* Set of tasks:
- A) Answer these questions using the album article:
(i) On which song does MF Doom make a vocal appearance?
(ii) To whom is the concept album dedicated?
(iii) On what date was the single "Slow Down" released?
- B) Reproduce the passage of the album article starting at "MA Doom: Son of Yvonne is" and ending at "Masta Ace's upbringing.".
- C) List every performer other than Masta Ace whom the album article names as appearing on the album.

* Selection:
# # # # # # #

Studio album by Masta Ace
- Released: 17 July 2012
- Genre: East Coast hip-hop
- Length: 39:37
- Label: M3 Records; Fat Beats Records;
- Producer: Masta Ace (exec); MF Doom;

Masta Ace chronology
| Arts & Entertainment (2009) | MA Doom: Son of Yvonne (2012) | The Falling Season (2016) |

Singles from MA_Doom: Son of Yvonne
- "Slow Down" Released: 26 April 2012;

= MA Doom: Son of Yvonne =

MA Doom: Son of Yvonne is the fourth solo and eighth overall studio album by American rapper Masta Ace. The beats on the album are sourced from the Special Herbs series of instrumental mixtapes by MF Doom; Doom did not directly collaborate with Masta Ace in the production of this album outside of giving Ace his blessing to use the beats. Doom, however, makes a vocal appearance on the song "Think I Am", alongside fellow guest star Big Daddy Kane. Other guests on the album include Pav Bundy, Reggie B and Milani the Artist. The album was released on 17 July 2012, via M3 Records and Fat Beats Records.

==Concept==
Son of Yvonne is a concept album dedicated to Masta Ace's departed mother. It follows a short story of Masta Ace's upbringing.

==Track listing==
- All tracks produced by MF Doom.

# # # # # # #

* Information given:
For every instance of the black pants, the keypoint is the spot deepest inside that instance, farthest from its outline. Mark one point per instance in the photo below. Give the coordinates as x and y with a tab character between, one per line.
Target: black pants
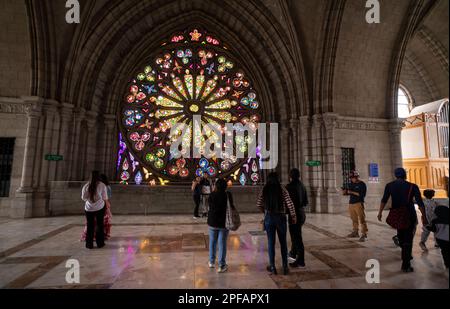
197	204
297	248
444	246
405	239
276	224
94	218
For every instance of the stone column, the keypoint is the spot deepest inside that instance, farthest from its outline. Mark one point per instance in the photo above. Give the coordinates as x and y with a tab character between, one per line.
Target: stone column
66	116
304	127
23	204
74	169
284	151
329	166
293	126
40	207
395	130
316	154
109	156
91	143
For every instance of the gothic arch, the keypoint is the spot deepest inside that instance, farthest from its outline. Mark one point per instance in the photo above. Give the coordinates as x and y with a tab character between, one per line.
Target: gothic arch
259	42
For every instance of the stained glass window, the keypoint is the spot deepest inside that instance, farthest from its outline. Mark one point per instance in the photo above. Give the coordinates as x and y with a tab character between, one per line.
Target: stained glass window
193	75
403	104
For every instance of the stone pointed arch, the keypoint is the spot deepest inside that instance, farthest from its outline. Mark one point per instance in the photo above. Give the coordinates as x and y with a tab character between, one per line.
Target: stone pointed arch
257	38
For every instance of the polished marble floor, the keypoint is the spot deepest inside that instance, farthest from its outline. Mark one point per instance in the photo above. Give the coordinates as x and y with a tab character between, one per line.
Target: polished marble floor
164	251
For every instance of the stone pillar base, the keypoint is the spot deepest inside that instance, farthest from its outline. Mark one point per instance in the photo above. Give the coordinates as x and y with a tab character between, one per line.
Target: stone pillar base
22	205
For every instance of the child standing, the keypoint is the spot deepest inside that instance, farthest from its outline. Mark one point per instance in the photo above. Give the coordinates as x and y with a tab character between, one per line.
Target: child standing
430	206
439	226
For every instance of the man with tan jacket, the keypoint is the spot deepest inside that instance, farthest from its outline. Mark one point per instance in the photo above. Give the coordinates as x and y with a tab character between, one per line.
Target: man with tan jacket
357	191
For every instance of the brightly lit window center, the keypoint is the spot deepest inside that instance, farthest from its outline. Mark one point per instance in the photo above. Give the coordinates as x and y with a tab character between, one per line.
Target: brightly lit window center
403	104
193	74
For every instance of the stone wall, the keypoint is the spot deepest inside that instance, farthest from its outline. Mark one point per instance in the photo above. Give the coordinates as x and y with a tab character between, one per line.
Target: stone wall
15	49
13	123
372	145
65	199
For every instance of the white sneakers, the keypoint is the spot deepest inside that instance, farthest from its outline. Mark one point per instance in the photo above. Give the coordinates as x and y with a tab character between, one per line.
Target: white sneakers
423	246
221	269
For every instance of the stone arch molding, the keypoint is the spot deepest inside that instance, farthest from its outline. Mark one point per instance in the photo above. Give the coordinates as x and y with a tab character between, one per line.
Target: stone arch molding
120	45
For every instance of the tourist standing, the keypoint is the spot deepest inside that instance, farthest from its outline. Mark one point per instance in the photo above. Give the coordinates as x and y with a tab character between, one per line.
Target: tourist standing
95	196
274	201
357	191
196	195
107	219
297	193
403	194
206	189
439	226
430	206
218	233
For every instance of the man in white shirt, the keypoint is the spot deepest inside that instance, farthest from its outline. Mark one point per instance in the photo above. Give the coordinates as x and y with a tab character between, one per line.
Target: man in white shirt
95	196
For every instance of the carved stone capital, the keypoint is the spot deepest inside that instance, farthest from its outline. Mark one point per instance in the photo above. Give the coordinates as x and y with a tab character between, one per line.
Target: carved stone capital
330	120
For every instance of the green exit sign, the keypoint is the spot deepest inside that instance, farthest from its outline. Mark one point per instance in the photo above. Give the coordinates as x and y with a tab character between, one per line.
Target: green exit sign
51	157
313	163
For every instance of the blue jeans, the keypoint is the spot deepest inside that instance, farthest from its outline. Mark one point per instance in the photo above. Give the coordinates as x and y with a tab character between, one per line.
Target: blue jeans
218	235
276	224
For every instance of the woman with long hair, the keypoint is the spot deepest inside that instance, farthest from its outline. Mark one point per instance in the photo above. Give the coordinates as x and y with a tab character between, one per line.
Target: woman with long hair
95	196
274	201
107	219
216	221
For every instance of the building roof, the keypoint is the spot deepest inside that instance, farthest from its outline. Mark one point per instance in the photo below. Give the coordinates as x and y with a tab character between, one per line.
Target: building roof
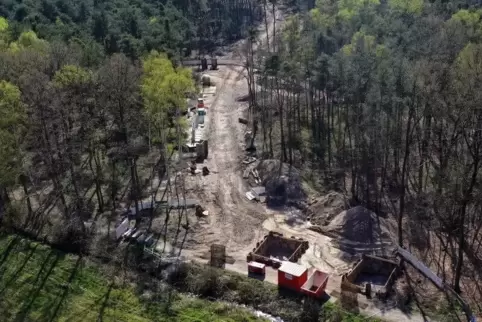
292	269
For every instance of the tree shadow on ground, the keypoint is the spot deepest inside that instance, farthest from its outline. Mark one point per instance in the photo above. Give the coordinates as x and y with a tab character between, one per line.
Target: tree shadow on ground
66	288
13	242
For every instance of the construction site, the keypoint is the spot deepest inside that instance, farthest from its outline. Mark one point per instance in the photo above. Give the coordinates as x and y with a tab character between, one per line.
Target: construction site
242	213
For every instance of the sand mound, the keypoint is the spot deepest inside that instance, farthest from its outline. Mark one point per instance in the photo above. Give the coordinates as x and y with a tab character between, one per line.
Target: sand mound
282	181
359	227
323	209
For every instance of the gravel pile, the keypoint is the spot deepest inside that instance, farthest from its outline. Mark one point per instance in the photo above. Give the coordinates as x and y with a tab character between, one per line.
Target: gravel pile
359	228
323	209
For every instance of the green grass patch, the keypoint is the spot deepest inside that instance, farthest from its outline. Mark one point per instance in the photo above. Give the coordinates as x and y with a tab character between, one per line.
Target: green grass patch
38	283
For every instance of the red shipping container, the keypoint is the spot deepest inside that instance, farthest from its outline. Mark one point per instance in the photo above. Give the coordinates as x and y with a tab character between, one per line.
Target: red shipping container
316	284
292	276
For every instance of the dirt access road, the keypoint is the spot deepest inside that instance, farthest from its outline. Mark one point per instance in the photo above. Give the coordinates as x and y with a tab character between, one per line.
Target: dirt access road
234	221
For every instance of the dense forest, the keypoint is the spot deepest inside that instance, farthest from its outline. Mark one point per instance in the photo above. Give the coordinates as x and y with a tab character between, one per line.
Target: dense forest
382	99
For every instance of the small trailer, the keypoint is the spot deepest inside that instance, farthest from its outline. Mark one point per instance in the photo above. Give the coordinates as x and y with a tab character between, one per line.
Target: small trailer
315	285
256	268
295	277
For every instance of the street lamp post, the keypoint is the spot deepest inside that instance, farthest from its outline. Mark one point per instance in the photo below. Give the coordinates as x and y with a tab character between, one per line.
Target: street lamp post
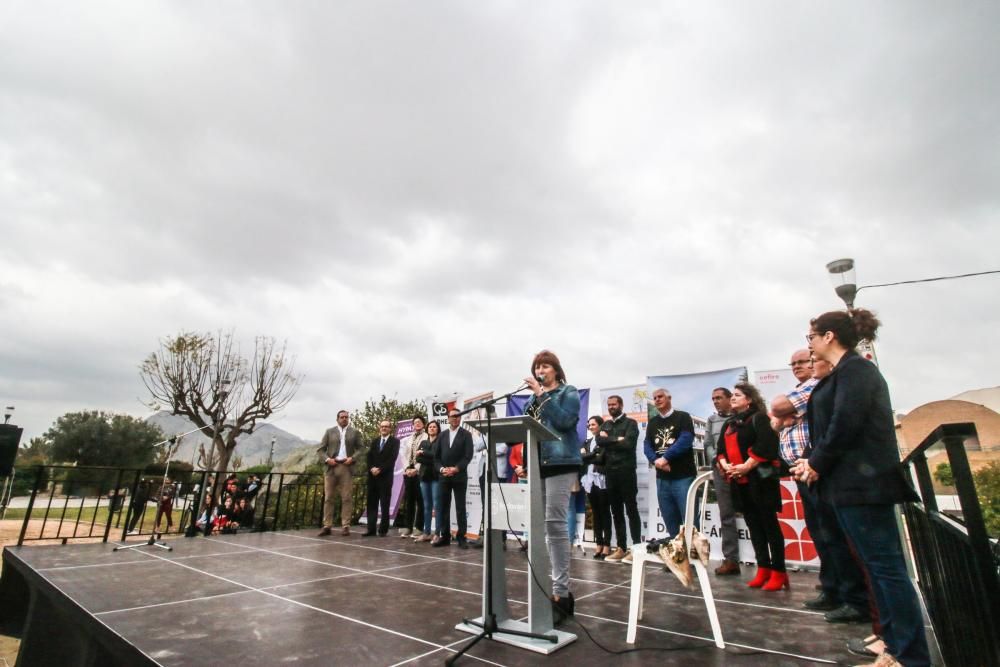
845	284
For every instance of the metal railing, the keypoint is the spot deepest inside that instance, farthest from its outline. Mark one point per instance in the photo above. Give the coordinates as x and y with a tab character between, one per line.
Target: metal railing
956	563
97	503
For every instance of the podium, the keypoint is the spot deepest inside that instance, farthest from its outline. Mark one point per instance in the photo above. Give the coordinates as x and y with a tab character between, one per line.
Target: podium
510	631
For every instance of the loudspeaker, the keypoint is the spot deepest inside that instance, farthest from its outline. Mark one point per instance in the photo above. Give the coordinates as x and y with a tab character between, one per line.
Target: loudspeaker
10	440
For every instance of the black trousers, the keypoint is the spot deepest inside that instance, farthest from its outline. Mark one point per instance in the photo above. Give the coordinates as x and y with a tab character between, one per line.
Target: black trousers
601	513
839	573
623	491
379	493
448	487
413	505
137	512
765	531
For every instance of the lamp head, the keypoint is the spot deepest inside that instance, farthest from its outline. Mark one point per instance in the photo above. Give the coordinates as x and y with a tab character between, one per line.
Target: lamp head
843	278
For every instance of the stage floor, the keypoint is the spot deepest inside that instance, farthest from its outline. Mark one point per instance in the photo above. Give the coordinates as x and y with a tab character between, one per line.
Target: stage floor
293	598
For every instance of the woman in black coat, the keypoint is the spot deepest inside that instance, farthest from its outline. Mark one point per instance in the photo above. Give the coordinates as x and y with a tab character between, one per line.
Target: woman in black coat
854	463
429	492
748	457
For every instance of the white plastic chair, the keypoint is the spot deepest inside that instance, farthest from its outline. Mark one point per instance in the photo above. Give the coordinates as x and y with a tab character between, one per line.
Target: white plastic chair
640	557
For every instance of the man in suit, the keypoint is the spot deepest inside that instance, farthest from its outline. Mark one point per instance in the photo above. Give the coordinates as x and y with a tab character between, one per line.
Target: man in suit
381	463
337	450
452	455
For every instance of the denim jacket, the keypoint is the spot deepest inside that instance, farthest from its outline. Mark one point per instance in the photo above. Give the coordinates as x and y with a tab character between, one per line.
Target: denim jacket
560	412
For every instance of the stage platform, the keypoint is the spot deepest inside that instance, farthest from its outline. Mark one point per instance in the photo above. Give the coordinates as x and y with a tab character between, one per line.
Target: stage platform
293	598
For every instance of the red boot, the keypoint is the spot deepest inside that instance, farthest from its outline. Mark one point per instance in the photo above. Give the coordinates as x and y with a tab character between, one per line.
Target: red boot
776	581
763	574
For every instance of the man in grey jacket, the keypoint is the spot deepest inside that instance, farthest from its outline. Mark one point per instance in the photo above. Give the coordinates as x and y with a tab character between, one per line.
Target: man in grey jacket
338	449
723	494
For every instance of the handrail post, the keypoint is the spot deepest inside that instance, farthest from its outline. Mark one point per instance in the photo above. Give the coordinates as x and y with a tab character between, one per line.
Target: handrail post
924	481
277	503
267	500
111	508
972	517
39	471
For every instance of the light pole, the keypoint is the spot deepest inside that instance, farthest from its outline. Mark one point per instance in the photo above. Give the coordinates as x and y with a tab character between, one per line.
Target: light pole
218	416
843	279
845	284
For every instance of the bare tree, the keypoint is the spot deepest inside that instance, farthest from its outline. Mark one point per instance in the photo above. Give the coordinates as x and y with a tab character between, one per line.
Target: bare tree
205	378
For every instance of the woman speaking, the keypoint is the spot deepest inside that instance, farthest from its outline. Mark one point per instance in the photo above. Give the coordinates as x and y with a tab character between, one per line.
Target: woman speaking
556	405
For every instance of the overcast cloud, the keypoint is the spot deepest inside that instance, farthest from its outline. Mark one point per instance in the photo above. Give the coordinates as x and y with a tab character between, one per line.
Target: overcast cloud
419	196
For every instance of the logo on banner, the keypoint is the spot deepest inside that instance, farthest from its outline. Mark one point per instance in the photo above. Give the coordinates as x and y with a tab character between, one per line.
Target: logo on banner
440	408
798	542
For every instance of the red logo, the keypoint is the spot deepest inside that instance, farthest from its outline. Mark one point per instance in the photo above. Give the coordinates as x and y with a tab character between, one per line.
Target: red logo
798	542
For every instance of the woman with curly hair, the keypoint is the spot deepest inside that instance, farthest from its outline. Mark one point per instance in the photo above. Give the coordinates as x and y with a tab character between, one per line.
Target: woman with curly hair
748	458
556	404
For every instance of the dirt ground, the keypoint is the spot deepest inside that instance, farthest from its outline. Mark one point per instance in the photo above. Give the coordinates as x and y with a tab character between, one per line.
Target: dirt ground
10	530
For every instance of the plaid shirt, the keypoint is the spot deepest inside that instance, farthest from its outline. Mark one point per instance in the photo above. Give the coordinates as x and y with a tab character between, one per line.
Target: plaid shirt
793	440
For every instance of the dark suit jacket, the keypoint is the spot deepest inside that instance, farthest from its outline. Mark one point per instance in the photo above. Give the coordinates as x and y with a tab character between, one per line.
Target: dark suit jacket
853	437
330	445
458	453
384	460
619	454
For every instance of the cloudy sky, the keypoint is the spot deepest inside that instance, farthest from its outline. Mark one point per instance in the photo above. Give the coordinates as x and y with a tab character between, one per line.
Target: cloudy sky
419	196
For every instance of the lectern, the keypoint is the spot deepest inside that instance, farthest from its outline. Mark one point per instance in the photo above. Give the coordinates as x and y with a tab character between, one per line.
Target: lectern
508	630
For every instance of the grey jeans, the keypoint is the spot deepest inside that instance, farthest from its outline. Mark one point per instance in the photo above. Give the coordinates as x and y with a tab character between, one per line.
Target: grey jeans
556	491
727	516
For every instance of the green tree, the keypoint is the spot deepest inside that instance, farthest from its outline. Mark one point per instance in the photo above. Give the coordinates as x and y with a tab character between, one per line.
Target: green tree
95	438
987	481
942	473
38	451
205	378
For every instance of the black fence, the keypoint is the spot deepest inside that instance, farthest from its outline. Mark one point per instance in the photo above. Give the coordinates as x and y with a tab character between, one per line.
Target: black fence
956	562
78	503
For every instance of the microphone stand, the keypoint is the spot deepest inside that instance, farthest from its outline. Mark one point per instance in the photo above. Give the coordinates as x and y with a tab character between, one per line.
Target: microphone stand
489	624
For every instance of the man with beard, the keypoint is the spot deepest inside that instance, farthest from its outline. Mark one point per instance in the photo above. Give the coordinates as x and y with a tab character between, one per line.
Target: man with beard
669	447
618	437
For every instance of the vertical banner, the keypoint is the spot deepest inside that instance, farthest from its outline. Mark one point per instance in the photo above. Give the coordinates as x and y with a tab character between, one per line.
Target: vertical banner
773	383
691	393
516	405
404	432
473	493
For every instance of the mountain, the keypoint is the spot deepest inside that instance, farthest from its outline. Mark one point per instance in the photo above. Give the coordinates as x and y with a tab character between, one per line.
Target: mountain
253	448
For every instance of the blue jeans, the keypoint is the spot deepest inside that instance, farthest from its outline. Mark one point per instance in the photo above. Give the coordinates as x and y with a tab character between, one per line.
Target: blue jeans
873	531
428	494
671	495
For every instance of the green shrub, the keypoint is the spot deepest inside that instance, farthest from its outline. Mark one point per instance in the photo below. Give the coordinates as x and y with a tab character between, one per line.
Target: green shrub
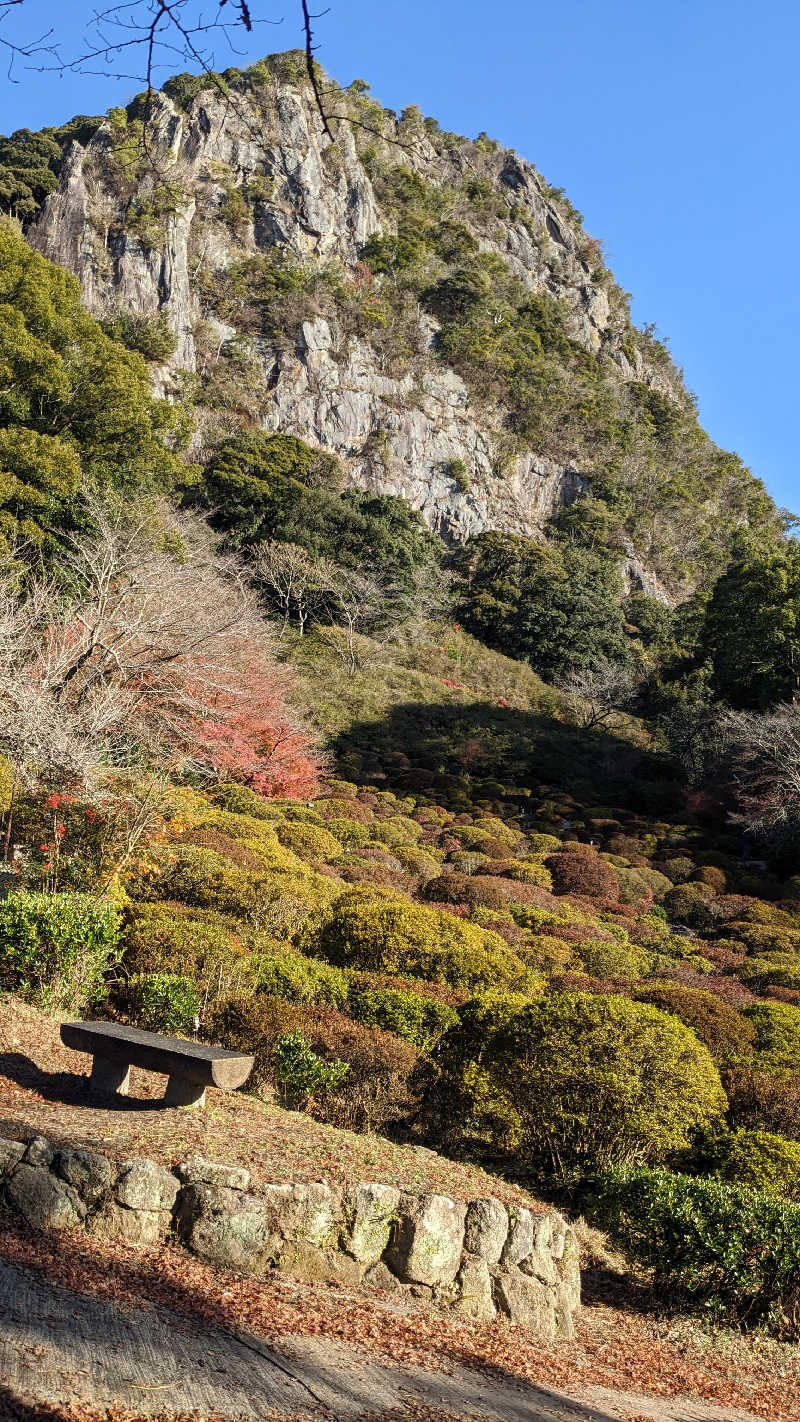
547	953
689	903
583	873
530	870
301	1074
763	937
56	947
601	1081
151	336
375	932
678	870
777	1034
779	971
397	829
310	842
543	843
762	1161
603	959
468	1102
350	832
162	1001
418	1020
240	801
765	1099
726	1250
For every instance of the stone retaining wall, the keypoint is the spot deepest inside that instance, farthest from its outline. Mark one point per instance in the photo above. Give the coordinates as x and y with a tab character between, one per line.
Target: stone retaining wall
478	1259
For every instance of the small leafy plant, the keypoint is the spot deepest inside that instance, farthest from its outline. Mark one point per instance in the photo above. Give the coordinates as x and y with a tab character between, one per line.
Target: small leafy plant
301	1072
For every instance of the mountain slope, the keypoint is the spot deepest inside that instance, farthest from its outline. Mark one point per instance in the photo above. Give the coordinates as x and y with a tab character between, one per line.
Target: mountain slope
426	307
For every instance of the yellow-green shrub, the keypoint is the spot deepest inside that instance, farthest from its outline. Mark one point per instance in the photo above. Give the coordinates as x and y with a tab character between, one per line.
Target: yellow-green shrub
532	870
762	1161
601	959
598	1080
350	832
419	1020
421	863
378	932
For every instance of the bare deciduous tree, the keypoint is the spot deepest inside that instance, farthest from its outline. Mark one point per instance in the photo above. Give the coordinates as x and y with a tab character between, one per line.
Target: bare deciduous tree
355	606
762	755
596	694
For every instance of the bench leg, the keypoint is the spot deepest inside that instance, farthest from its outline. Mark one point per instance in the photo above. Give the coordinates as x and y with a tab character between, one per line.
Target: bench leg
112	1078
181	1091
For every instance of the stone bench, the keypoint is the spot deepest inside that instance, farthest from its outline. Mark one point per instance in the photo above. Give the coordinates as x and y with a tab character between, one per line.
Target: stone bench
191	1067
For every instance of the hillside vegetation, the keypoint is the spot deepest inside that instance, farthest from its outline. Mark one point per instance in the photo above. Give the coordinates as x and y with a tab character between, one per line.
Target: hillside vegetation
472	846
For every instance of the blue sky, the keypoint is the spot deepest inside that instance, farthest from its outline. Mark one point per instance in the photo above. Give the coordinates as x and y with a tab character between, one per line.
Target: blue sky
674	128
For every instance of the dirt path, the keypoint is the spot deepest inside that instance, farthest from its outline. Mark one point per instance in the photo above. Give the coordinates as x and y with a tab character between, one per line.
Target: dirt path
60	1345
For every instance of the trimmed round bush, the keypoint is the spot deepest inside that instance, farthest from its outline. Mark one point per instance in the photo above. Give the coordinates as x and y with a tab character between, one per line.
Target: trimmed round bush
532	870
712	876
689	903
549	954
310	842
762	1161
583	873
601	1081
162	1003
603	959
726	1033
765	1099
297	979
377	932
726	1250
56	947
418	1020
678	870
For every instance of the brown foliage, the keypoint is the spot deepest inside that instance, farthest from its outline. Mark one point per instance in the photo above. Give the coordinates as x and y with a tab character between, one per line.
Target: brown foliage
765	1101
225	845
583	873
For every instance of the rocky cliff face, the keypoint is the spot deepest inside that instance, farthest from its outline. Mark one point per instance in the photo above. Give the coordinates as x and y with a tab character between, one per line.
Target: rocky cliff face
236	177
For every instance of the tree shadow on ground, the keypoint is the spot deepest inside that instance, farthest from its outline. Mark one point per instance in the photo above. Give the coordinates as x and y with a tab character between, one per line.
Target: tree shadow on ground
122	1279
68	1088
483	750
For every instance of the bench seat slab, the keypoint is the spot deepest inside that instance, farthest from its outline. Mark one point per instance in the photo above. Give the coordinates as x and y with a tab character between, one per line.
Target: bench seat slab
168	1055
112	1078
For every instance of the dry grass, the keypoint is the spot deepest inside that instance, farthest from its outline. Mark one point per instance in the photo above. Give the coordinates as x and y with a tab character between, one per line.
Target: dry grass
44	1091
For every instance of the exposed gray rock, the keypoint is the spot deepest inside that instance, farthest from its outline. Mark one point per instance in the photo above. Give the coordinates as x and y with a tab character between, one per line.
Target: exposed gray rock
520	1236
395	430
428	1242
40	1152
144	1185
303	1212
373	1210
323	1266
473	1290
486	1229
43	1200
198	1171
87	1172
10	1153
228	1227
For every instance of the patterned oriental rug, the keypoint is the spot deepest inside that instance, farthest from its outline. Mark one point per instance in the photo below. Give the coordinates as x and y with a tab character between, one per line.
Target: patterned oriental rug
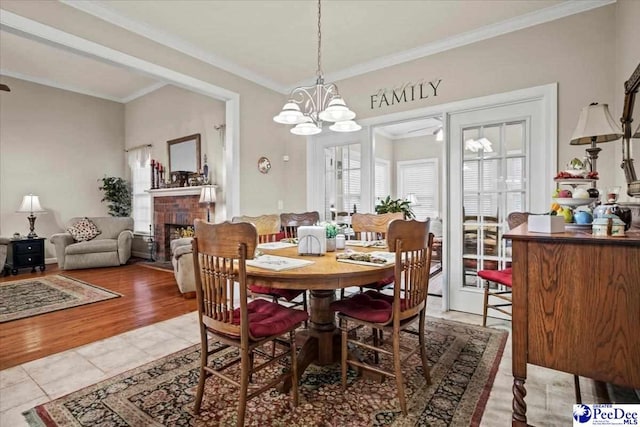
464	360
30	297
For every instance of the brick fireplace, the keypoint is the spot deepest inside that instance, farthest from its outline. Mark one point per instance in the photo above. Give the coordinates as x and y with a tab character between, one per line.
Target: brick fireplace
174	208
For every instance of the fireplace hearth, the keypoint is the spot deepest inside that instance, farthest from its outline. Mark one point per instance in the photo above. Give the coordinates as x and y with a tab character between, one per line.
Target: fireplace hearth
173	210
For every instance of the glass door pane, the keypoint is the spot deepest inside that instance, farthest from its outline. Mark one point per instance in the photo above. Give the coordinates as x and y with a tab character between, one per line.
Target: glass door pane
493	186
343	187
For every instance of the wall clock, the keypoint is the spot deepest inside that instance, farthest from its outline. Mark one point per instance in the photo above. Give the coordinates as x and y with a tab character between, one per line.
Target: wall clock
264	165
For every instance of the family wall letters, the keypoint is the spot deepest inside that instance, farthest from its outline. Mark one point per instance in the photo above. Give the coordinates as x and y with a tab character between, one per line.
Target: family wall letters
408	92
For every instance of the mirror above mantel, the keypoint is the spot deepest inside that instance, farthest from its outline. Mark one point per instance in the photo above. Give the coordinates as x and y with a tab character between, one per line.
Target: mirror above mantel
184	154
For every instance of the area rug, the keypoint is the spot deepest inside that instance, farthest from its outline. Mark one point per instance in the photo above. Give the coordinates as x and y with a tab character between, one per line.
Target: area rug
30	297
463	359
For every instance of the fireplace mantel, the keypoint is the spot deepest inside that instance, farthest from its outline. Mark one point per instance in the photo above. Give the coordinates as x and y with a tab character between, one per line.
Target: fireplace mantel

# # # # # # #

* Answers:
- A)
(i) "Think I Am"
(ii) Masta Ace's departed mother
(iii) 26 April 2012

- B)
MA Doom: Son of Yvonne is the fourth solo and eighth overall studio album by American rapper Masta Ace. The beats on the album are sourced from the Special Herbs series of instrumental mixtapes by MF Doom; Doom did not directly collaborate with Masta Ace in the production of this album outside of giving Ace his blessing to use the beats. Doom, however, makes a vocal appearance on the song "Think I Am", alongside fellow guest star Big Daddy Kane. Other guests on the album include Pav Bundy, Reggie B and Milani the Artist. The album was released on 17 July 2012, via M3 Records and Fat Beats Records.

==Concept==
Son of Yvonne is a concept album dedicated to Masta Ace's departed mother. It follows a short story of Masta Ace's upbringing.

- C)
- MF Doom
- Big Daddy Kane
- Pav Bundy
- Reggie B
- Milani the Artist